● **Work required**
Set the records down again in full, exactly as they are, apart from the images.

Referring expression data:
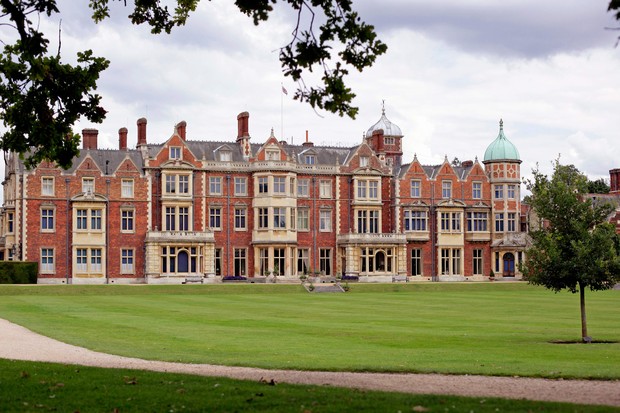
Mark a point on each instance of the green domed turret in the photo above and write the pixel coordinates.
(501, 148)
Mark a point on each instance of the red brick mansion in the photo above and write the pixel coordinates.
(185, 210)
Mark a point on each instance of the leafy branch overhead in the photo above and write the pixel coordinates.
(311, 46)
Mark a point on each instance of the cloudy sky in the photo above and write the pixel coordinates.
(452, 70)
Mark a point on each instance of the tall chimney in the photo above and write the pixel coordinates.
(141, 131)
(89, 138)
(243, 128)
(181, 126)
(122, 139)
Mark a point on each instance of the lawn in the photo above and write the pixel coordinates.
(41, 387)
(468, 328)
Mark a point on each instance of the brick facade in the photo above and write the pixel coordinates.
(187, 210)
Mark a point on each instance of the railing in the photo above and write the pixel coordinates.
(380, 238)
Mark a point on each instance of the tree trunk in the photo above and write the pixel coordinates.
(584, 326)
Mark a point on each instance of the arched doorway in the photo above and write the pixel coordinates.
(509, 265)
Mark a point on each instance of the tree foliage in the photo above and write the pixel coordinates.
(578, 249)
(41, 97)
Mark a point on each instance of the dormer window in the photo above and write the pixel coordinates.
(225, 156)
(88, 185)
(175, 152)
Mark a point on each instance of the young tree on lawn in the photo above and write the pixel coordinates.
(579, 248)
(41, 98)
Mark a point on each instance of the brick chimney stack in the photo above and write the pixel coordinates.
(141, 131)
(243, 126)
(122, 139)
(89, 138)
(181, 126)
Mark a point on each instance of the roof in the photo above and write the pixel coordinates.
(501, 148)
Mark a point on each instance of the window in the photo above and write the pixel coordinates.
(81, 260)
(184, 184)
(95, 219)
(450, 221)
(47, 260)
(477, 262)
(325, 221)
(303, 261)
(82, 220)
(499, 222)
(511, 221)
(415, 220)
(215, 217)
(279, 218)
(47, 219)
(499, 191)
(88, 185)
(416, 261)
(47, 186)
(127, 266)
(240, 262)
(450, 261)
(303, 220)
(241, 186)
(476, 190)
(127, 221)
(225, 156)
(368, 222)
(512, 190)
(175, 152)
(279, 185)
(127, 188)
(325, 189)
(263, 261)
(325, 261)
(477, 221)
(183, 218)
(278, 261)
(303, 187)
(95, 260)
(263, 185)
(415, 188)
(240, 217)
(215, 185)
(263, 218)
(446, 189)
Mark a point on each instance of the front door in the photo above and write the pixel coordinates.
(509, 265)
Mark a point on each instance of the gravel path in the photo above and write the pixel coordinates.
(19, 343)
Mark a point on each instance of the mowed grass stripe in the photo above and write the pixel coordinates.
(450, 328)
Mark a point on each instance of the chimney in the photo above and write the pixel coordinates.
(181, 126)
(89, 138)
(141, 131)
(379, 134)
(243, 128)
(122, 139)
(307, 143)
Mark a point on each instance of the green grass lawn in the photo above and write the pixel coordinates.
(487, 328)
(42, 387)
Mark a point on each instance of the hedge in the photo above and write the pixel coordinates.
(12, 272)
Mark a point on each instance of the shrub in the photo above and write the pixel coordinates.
(13, 272)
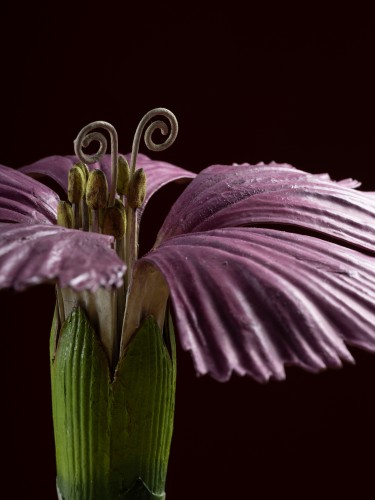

● **Response**
Mark a point on each instance of the green domed turret in the photo above and write the pixel coordinates.
(501, 148)
Mark a point on each instance of the red brick mansion in the photo above and write the pixel coordinates.
(185, 210)
Mark a point on each instance of the leafy branch overhead in the photo above and write the pixel coordinates.
(311, 46)
Mark a point on each instance of the cloudy sky in the photo above and write the pixel coordinates.
(452, 70)
Mark a point on each instance of the tall chimney in the photo above and write the pixel coordinates.
(141, 131)
(89, 138)
(243, 128)
(181, 126)
(122, 139)
Mark a point on each instance of the lawn in the photo above and write the pixel coordinates.
(41, 387)
(468, 328)
Mark a point on each instance of the brick facade in the photo above and write the pixel coordinates.
(187, 210)
Mark a point on each instance of the railing in the photo above and write the pixel coordinates.
(380, 238)
Mark a point on each instance of the tree trunk in the photo above and write the pixel coordinates.
(584, 326)
Mark a point on each instance of the arched doorway in the photo above and write the pixel coordinates.
(509, 265)
Mark a point on each instance of the tree foliage in the photo above and write the pixel coordinates.
(578, 249)
(41, 97)
Mark a point on each instance of the dormer window in the photo above and write the pixel coordinates.
(225, 156)
(88, 185)
(175, 152)
Mark a point on each instance of the young tree on lawn in the photo above and write the pixel coordinates.
(579, 248)
(41, 98)
Mark a point on each instance of the brick chimney stack in the photo above and write the pixel coordinates.
(141, 131)
(243, 126)
(122, 139)
(89, 138)
(181, 126)
Mark a point on each instance of the roof in the photo above and write the pixel coordinates.
(501, 148)
Mark a point on each instance of the window in the photo above and write the pixel coordinates.
(81, 260)
(184, 184)
(95, 219)
(450, 221)
(47, 260)
(477, 262)
(325, 221)
(303, 261)
(82, 220)
(499, 222)
(511, 221)
(415, 220)
(215, 217)
(279, 218)
(47, 219)
(499, 191)
(88, 185)
(416, 261)
(47, 186)
(127, 266)
(240, 262)
(450, 261)
(303, 220)
(241, 186)
(476, 190)
(127, 221)
(225, 156)
(368, 222)
(512, 190)
(175, 152)
(279, 185)
(127, 188)
(325, 189)
(263, 261)
(325, 261)
(477, 221)
(183, 218)
(278, 261)
(303, 187)
(95, 260)
(263, 185)
(415, 188)
(240, 217)
(215, 185)
(263, 218)
(446, 189)
Mark a point on each instance of the front door in the photo above and write the pixel coordinates.
(509, 265)
Mark a point on each instance of the gravel path in the photo above and write the pixel coordinates.
(19, 343)
Mark a point on each instance of the mowed grass stripe in the photo above and write the pixel coordinates.
(450, 328)
Mark a point on each instance of the chimney in the photo above and write the pixel coordinates.
(181, 126)
(89, 138)
(141, 131)
(379, 134)
(243, 128)
(122, 139)
(307, 143)
Mark a point on each instance of the green grass lawn in the photo above and write the pixel coordinates.
(487, 328)
(42, 387)
Mark a point on each instance of the hedge in the photo above and write the pixel coordinates.
(12, 272)
Mark a point on each instance of the shrub in the photo above and write the pixel coordinates.
(13, 272)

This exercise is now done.